● **To be done**:
Convert every line of the entries below into a JSON list of strings, one string per line, skipping blank lines and leaving out the pictures.

● **Data shown**:
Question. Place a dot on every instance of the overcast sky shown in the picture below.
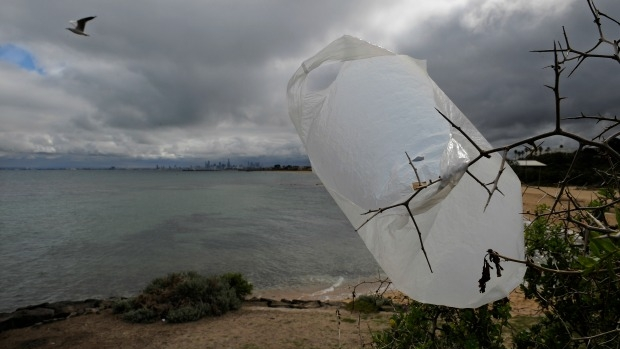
(203, 80)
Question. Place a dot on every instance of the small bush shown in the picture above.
(366, 304)
(185, 296)
(187, 314)
(140, 316)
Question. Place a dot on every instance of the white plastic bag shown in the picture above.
(358, 133)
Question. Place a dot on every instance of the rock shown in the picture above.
(26, 317)
(46, 312)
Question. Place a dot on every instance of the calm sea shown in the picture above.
(69, 235)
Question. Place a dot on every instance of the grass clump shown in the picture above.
(367, 304)
(185, 296)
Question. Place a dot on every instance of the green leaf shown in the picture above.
(605, 244)
(587, 262)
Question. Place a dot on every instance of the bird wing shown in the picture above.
(81, 23)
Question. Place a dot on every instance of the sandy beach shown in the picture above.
(250, 327)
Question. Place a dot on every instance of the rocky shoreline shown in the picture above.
(56, 311)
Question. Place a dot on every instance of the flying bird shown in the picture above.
(79, 25)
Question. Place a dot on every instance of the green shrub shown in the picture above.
(141, 316)
(366, 304)
(434, 326)
(185, 296)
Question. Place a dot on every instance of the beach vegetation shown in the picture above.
(185, 296)
(367, 304)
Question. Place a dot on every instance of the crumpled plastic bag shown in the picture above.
(360, 134)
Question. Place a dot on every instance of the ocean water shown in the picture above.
(69, 235)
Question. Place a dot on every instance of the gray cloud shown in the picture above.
(196, 79)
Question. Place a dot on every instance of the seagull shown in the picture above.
(79, 25)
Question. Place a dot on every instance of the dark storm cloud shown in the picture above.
(208, 78)
(495, 79)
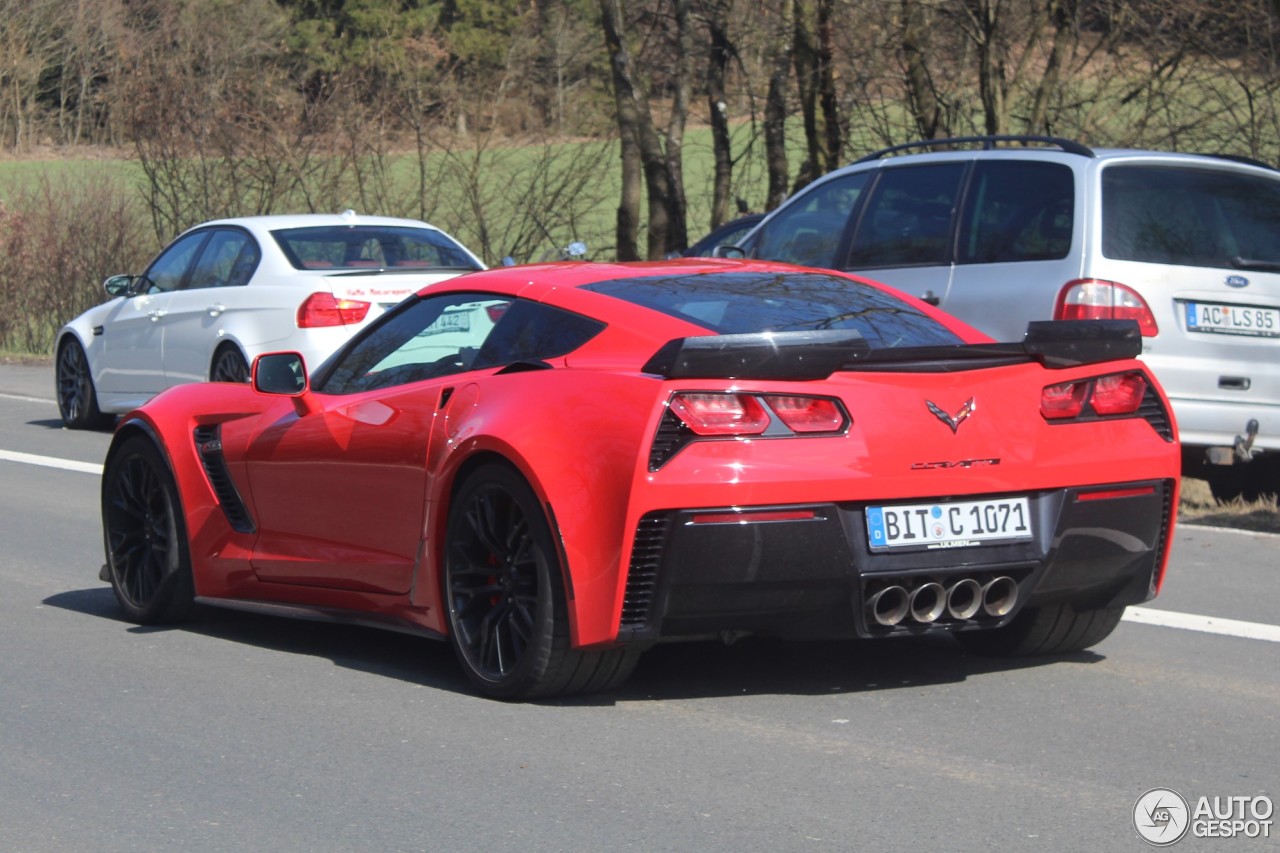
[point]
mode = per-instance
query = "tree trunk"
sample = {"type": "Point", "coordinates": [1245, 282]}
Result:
{"type": "Point", "coordinates": [776, 106]}
{"type": "Point", "coordinates": [717, 73]}
{"type": "Point", "coordinates": [627, 232]}
{"type": "Point", "coordinates": [677, 206]}
{"type": "Point", "coordinates": [920, 92]}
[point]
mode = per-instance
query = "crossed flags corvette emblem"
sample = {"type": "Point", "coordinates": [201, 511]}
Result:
{"type": "Point", "coordinates": [952, 420]}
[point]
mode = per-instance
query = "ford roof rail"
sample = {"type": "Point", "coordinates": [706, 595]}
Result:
{"type": "Point", "coordinates": [1242, 158]}
{"type": "Point", "coordinates": [986, 141]}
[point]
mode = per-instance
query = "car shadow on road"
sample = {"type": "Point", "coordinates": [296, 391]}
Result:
{"type": "Point", "coordinates": [753, 666]}
{"type": "Point", "coordinates": [416, 660]}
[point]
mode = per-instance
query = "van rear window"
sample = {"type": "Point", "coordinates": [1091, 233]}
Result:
{"type": "Point", "coordinates": [1189, 217]}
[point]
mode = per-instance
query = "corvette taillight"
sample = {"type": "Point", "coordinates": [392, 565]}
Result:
{"type": "Point", "coordinates": [807, 414]}
{"type": "Point", "coordinates": [1119, 395]}
{"type": "Point", "coordinates": [721, 414]}
{"type": "Point", "coordinates": [1065, 400]}
{"type": "Point", "coordinates": [1089, 299]}
{"type": "Point", "coordinates": [708, 415]}
{"type": "Point", "coordinates": [1114, 395]}
{"type": "Point", "coordinates": [321, 309]}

● **Result of the exercise**:
[
  "Question. Place a dot on every instance of the overcast sky shown in the picture below.",
  "(203, 80)",
  "Question. Place a dot on every instance of the small bush shown in the picture above.",
  "(366, 304)",
  "(185, 296)",
  "(187, 314)",
  "(140, 316)",
  "Question. Place a dot on every instance of the white plastic bag shown in the picture above.",
  "(358, 133)",
  "Question. Place a dot on every instance of the rock shown in the picture above.",
  "(26, 317)",
  "(46, 312)",
  "Question. Place a dot on every instance of the calm sea shown in the picture above.",
  "(69, 235)",
  "Question. Place a dot on every instance of the grass clump shown in the picture above.",
  "(367, 304)",
  "(185, 296)",
  "Question. Place a dot on every instance of the green leaf shown in the picture above.",
  "(605, 244)",
  "(587, 262)",
  "Question. Place a dot on every instance of the bird wing shown in the picture above.",
  "(81, 23)",
  "Question. Place a dot on every instance of the sandy beach shown in the picture above.",
  "(250, 327)",
  "Question. Place a dot on every instance of the rocky shoreline shown in the picture above.",
  "(56, 311)",
  "Question. Place a dot on every instance of the flying bird shown in the picture above.",
  "(79, 25)",
  "Question. Place a dot on every instance of the green shrub shown in the picture above.",
  "(141, 316)",
  "(366, 304)",
  "(434, 326)",
  "(185, 296)",
  "Question. Place a dot on every instance of the beach vegetation shown in the picture above.",
  "(185, 296)",
  "(367, 304)",
  "Question. Place a dot on every instance of the crumpled plastic bag shown in the picture above.",
  "(360, 134)",
  "Question. Place a dot on every instance of the ocean water shown in the picture above.",
  "(69, 235)",
  "Question. Place a dot on every instance of the gray cloud shown in the picture above.",
  "(196, 79)",
  "Question. Place a dot on every instance of the seagull shown in the picture above.",
  "(79, 25)",
  "Question. Place a dot on every instance of the dark storm cloud shown in the picture above.",
  "(208, 78)",
  "(495, 79)",
  "[point]",
  "mode = per-instance",
  "query = \"tree trunk\"",
  "sample = {\"type\": \"Point\", \"coordinates\": [1245, 282]}",
  "Result:",
  "{\"type\": \"Point\", \"coordinates\": [776, 106]}",
  "{\"type\": \"Point\", \"coordinates\": [717, 73]}",
  "{\"type\": \"Point\", \"coordinates\": [627, 232]}",
  "{\"type\": \"Point\", \"coordinates\": [677, 206]}",
  "{\"type\": \"Point\", \"coordinates\": [920, 92]}",
  "[point]",
  "mode = per-instance",
  "query = \"crossed flags corvette emblem\"",
  "sample = {\"type\": \"Point\", \"coordinates\": [201, 511]}",
  "Result:",
  "{\"type\": \"Point\", \"coordinates\": [952, 420]}",
  "[point]",
  "mode = per-instance",
  "query = \"ford roof rail\"",
  "sample = {\"type\": \"Point\", \"coordinates\": [706, 595]}",
  "Result:",
  "{\"type\": \"Point\", \"coordinates\": [1242, 158]}",
  "{\"type\": \"Point\", \"coordinates\": [986, 141]}",
  "[point]",
  "mode = per-instance",
  "query = \"car shadow on road\"",
  "sample = {\"type\": \"Point\", \"coordinates\": [296, 391]}",
  "Result:",
  "{\"type\": \"Point\", \"coordinates\": [753, 666]}",
  "{\"type\": \"Point\", \"coordinates\": [416, 660]}",
  "[point]",
  "mode = per-instance",
  "query = \"van rear window\"",
  "sample = {\"type\": \"Point\", \"coordinates\": [1091, 233]}",
  "Result:",
  "{\"type\": \"Point\", \"coordinates\": [1189, 217]}",
  "[point]",
  "mode = per-instance",
  "query = \"corvette taillight\"",
  "sample = {\"type\": \"Point\", \"coordinates\": [392, 565]}",
  "Result:",
  "{\"type\": \"Point\", \"coordinates\": [807, 414]}",
  "{\"type\": \"Point\", \"coordinates\": [1119, 395]}",
  "{\"type\": \"Point\", \"coordinates\": [721, 414]}",
  "{\"type\": \"Point\", \"coordinates\": [1065, 400]}",
  "{\"type\": \"Point\", \"coordinates\": [1089, 299]}",
  "{\"type\": \"Point\", \"coordinates\": [708, 415]}",
  "{\"type\": \"Point\", \"coordinates\": [1114, 395]}",
  "{\"type\": \"Point\", \"coordinates\": [321, 309]}"
]